Conflicts Between Assimilation and Education

March 30, 2009

Some sociological research suggests a major function of education is “mainstreaming” or social assimilation. Social assimilation refers to the process of teaching a host society’s values, norms, and other beliefs to people. In this paradigm, school would be charged not only with the responsibilities of teaching reading, writing, and arithmetic—but also values such as democracy, rule of law, monogamous marriage, social compromise, respect for authority, English language, and patriotism in American society.

In her New York Times article “Where Education and Assimilation Collide,” Ginger Thompson notes such expectations can cause problems. Administration and faculty in some schools are conflicted as to how to properly “educate” their immigrant students. For example, Thompson notes Cecil D. Hylton High School in Washington D.C. enjoys high test scores and graduation rates. The school has a large immigrant population and tensions can run high. Thompson offered the case of an American flag being ripped off a wall by immigrant students and black students suggesting they return to their own country.

Many sociologists note such patterns of in-migration are not uncommon in American history. They can cite influxes of Irish, Scottish, Jewish, Greek, German, and Chinese immigrants as examples. In all these cases, similar instances of strain have been recorded during the assimilation process. Other social researchers have noted that while America has a history of large in-migration phases, the nature of these migrations and their impact on American society have varied. Thus, it might be an error to assume all immigration is either “good” or “bad” for American society. Like most social phenomena, sociologists could argue each manifestation should be analyzed before it is categorized.

-=-=-

WHAT YOU WILL DO:
A - Reproduce the article on assimilation and education word for word, beginning at "Conflicts Between Assimilation" and ending after "in American society.".
B - Carry the article on assimilation and education forward, picking up right after its final sentence.

[Examples of point labeling]
-=-=-

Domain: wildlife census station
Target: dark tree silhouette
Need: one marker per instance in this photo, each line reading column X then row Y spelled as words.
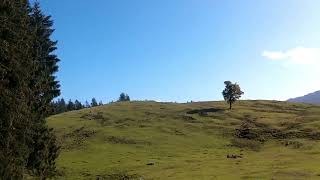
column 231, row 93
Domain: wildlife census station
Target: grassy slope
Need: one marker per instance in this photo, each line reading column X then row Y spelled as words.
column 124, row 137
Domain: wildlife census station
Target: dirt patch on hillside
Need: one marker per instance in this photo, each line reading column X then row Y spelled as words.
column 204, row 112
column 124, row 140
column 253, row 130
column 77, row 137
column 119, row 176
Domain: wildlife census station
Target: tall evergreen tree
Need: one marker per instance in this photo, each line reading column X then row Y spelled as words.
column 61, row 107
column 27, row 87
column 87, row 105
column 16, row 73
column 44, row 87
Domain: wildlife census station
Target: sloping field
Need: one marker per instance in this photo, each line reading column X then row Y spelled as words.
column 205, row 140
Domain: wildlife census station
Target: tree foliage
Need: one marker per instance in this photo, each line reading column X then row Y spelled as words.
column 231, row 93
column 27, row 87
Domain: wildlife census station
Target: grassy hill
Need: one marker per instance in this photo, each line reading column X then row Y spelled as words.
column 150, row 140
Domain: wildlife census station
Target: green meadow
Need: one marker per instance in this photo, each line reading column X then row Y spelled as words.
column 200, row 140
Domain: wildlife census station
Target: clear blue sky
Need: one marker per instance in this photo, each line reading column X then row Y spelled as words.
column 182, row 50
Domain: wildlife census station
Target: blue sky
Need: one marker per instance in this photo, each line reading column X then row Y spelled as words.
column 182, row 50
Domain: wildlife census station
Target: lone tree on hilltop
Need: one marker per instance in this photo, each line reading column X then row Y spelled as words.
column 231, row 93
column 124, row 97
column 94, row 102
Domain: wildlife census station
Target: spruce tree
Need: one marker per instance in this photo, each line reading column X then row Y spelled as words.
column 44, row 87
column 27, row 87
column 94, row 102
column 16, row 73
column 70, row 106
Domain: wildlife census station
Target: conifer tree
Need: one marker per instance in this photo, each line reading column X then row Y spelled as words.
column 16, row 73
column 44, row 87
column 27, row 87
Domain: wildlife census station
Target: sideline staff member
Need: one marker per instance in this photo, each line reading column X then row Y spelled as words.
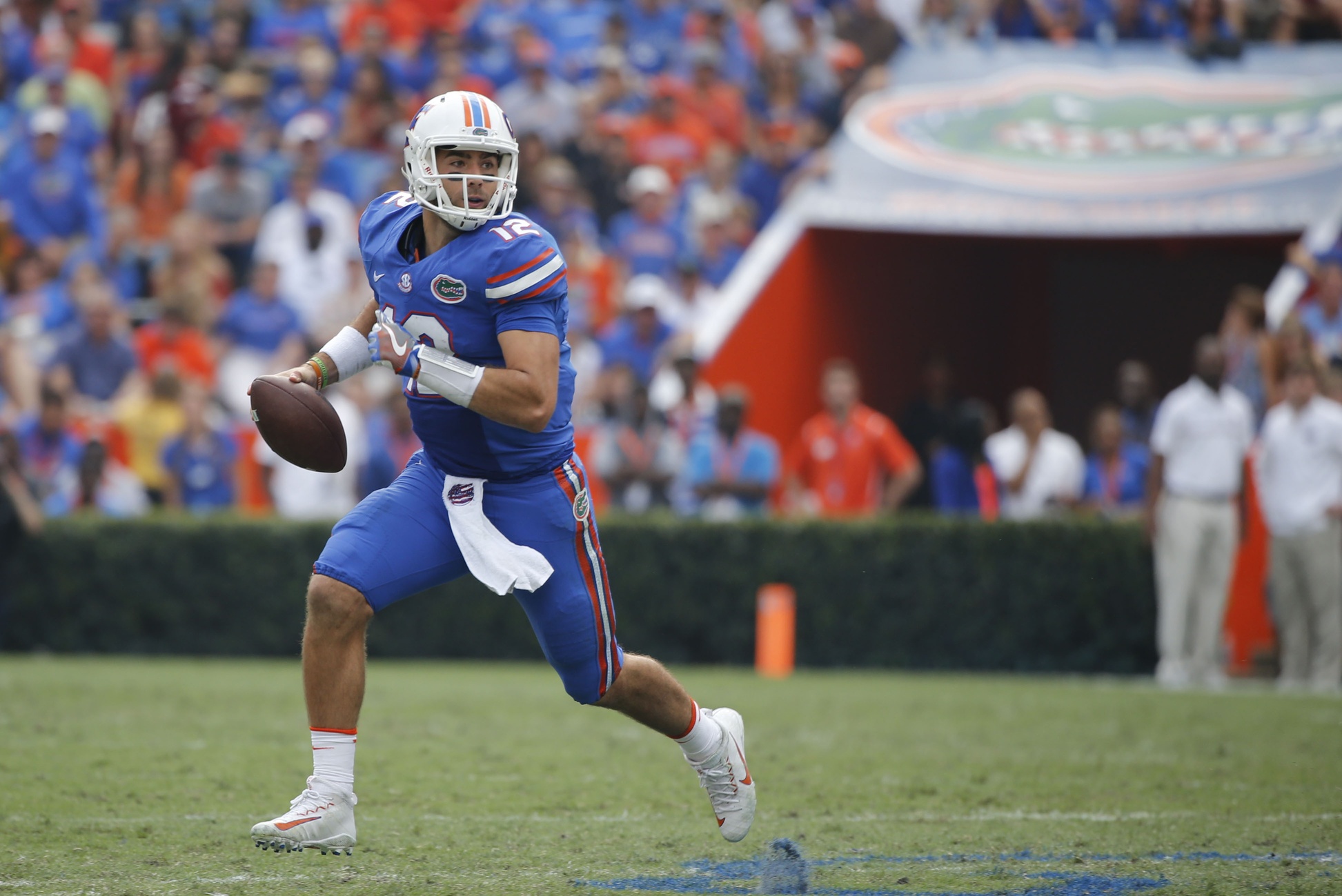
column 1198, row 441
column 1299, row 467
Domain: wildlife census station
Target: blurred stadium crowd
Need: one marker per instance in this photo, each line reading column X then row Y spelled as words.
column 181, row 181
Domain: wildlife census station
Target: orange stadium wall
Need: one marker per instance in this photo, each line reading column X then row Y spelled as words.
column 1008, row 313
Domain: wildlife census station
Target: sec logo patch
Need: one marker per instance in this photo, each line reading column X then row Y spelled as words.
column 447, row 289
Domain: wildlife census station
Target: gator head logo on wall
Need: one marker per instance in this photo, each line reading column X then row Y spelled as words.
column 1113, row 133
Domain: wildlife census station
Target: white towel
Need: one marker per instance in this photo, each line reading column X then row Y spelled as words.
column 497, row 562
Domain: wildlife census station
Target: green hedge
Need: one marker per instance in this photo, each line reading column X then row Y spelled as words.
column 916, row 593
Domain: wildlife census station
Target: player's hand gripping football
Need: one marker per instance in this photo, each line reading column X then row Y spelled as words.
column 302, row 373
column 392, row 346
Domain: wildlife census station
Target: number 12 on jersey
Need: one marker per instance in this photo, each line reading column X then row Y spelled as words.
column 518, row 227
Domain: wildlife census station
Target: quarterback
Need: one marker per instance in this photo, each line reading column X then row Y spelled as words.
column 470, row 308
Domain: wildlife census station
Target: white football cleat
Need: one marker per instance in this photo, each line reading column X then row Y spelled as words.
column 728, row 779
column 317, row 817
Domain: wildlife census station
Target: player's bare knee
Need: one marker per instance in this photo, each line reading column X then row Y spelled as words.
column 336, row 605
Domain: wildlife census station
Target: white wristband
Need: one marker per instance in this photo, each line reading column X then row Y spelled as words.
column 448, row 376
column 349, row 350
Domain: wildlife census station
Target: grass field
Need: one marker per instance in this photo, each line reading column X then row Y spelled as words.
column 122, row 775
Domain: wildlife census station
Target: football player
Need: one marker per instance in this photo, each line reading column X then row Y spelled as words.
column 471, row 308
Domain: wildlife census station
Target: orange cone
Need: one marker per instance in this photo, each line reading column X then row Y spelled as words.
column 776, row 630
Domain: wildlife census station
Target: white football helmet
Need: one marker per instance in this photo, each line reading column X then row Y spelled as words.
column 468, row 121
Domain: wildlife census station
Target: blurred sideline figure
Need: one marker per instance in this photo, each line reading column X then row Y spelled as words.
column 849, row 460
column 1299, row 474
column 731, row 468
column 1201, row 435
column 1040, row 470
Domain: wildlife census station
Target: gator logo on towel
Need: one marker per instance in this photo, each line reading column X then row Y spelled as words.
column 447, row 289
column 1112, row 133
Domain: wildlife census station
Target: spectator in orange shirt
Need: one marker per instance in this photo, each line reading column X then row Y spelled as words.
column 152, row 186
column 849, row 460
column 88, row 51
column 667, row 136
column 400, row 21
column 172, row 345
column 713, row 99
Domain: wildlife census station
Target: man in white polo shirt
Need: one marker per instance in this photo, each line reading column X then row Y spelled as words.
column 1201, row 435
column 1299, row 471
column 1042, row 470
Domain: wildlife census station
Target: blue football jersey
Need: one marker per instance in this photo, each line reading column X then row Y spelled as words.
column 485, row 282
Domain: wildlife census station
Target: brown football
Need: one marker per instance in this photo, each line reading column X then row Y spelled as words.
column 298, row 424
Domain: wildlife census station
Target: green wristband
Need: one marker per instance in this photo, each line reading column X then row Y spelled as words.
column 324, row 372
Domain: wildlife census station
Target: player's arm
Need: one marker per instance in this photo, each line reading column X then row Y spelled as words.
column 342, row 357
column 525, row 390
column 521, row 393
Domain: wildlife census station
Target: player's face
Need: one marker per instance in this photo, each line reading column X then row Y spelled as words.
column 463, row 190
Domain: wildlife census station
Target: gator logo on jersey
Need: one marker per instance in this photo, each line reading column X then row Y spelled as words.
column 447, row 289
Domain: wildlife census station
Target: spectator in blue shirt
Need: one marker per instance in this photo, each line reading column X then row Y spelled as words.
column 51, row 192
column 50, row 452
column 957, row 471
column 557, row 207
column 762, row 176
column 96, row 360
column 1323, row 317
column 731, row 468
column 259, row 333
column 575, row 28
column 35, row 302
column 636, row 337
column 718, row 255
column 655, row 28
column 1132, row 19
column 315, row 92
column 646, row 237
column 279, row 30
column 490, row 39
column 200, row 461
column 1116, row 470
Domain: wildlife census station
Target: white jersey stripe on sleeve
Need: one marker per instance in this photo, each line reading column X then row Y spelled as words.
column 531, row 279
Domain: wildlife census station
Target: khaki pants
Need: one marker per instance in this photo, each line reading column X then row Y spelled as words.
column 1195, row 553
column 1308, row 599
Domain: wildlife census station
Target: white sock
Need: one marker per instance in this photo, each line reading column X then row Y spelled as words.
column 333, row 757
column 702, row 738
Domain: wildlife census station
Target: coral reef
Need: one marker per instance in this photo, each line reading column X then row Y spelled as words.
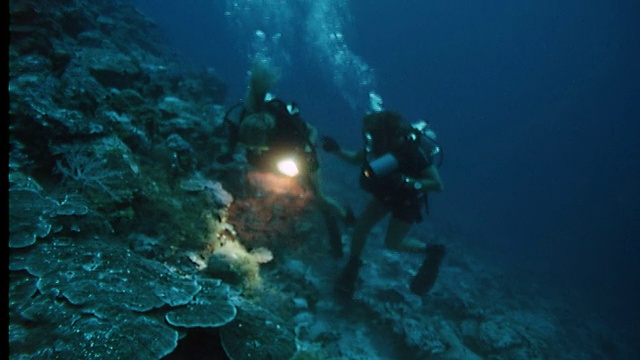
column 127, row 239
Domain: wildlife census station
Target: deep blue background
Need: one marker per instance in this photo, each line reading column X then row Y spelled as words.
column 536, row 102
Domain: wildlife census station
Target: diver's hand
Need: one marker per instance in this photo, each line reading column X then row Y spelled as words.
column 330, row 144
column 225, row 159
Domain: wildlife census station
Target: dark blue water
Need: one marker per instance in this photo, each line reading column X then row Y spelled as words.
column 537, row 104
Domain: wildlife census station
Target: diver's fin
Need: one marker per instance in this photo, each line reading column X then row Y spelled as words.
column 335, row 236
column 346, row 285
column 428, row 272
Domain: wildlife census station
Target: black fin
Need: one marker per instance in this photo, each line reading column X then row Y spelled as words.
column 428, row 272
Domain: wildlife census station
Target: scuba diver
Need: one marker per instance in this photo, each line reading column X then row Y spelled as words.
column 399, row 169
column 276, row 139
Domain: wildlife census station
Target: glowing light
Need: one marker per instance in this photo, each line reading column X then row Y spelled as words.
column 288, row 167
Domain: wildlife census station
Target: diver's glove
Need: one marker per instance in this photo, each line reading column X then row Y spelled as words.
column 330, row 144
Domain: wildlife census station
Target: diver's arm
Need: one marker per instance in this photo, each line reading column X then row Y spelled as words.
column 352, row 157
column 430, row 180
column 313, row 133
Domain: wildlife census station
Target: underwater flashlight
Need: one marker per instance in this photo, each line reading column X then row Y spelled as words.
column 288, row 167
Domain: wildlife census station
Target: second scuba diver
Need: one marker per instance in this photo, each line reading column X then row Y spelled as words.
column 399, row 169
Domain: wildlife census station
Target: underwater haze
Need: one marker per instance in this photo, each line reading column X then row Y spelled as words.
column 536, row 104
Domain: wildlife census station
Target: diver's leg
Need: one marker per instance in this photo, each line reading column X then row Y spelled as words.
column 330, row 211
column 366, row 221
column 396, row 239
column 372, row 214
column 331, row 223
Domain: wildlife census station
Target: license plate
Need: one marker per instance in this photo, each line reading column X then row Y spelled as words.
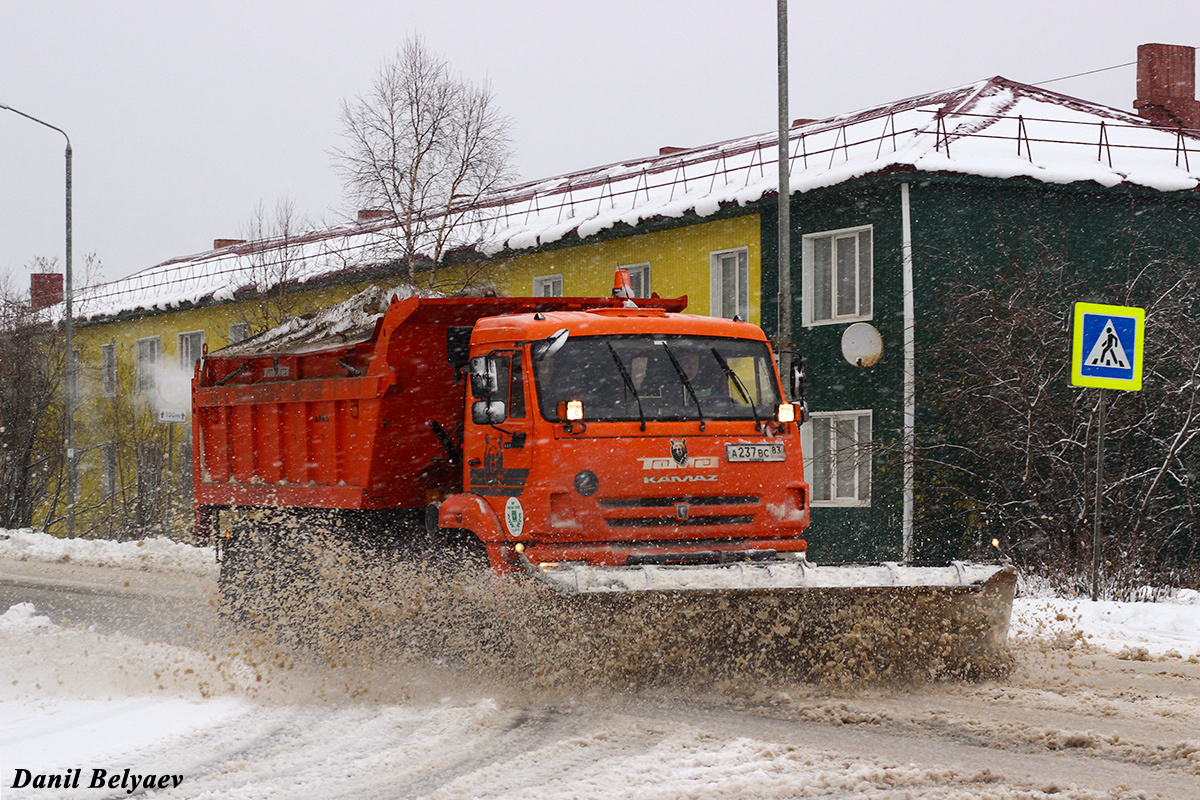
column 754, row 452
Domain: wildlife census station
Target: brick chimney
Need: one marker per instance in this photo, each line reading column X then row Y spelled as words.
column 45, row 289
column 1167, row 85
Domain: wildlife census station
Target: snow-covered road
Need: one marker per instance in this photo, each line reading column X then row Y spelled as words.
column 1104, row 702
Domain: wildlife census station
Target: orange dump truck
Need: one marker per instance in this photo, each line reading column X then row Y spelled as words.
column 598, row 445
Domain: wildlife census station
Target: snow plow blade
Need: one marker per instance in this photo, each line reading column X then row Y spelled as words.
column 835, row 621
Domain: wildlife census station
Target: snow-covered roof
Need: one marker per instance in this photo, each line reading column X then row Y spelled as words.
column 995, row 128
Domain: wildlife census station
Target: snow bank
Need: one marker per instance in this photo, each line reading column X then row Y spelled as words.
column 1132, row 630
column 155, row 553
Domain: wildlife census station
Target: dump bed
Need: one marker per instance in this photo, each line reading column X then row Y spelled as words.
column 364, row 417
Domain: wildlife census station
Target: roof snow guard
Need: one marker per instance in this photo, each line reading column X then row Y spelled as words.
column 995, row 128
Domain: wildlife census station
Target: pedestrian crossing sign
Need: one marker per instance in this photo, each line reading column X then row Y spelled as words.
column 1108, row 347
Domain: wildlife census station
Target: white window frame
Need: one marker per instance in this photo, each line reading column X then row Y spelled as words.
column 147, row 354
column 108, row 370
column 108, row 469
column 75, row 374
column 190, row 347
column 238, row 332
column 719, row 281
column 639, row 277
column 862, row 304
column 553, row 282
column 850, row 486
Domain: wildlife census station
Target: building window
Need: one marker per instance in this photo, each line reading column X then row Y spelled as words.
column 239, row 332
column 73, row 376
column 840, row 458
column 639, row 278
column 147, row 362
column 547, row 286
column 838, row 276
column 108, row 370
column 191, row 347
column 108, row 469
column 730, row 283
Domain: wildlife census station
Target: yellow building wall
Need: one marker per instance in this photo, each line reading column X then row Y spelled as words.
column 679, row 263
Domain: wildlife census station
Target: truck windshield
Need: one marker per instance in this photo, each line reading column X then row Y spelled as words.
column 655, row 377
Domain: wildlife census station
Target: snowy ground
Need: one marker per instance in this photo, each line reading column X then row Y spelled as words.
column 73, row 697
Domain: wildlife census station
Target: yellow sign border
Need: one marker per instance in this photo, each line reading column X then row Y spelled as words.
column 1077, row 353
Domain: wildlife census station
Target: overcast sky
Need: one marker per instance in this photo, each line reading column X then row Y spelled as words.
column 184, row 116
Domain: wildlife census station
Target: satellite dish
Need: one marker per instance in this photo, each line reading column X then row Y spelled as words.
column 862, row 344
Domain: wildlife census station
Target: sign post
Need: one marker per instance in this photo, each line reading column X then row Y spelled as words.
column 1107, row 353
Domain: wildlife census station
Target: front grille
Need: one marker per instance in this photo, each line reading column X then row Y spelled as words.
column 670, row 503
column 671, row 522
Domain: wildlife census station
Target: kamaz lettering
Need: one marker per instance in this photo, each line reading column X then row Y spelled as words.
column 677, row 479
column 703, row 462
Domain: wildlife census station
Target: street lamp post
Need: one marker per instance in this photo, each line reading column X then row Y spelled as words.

-=-=-

ANSWERS:
A -
Conflicts Between Assimilation and Education

March 30, 2009

Some sociological research suggests a major function of education is “mainstreaming” or social assimilation. Social assimilation refers to the process of teaching a host society’s values, norms, and other beliefs to people. In this paradigm, school would be charged not only with the responsibilities of teaching reading, writing, and arithmetic—but also values such as democracy, rule of law, monogamous marriage, social compromise, respect for authority, English language, and patriotism in American society.

B -
Would you like to respond to this posting? If so, select one of the topics below and respond to it or to another student’s comments.

1) Do you think schools should be responsible for assimilating immigrant students into American society or do you think our schools are already over burdened? If schools are not viewed as a major assimilation agent, who or what do you think should perform such a function?

2) What social function do you think immigration serves in American society? What negative ramifications do you think there would be if we curtailed immigration levels?

3) How would you determine whether particular waves of immigration are good or bad for America? What factors would you use (for example, assimilation rates, pre-existing cultural values, region of occurrence, size of immigrant population, education levels of immigrants, etc.) and why? How could you reach such conclusions based upon generalities, good or bad, without being susceptible to charges of racism, xenophobia, or ethnocentrism?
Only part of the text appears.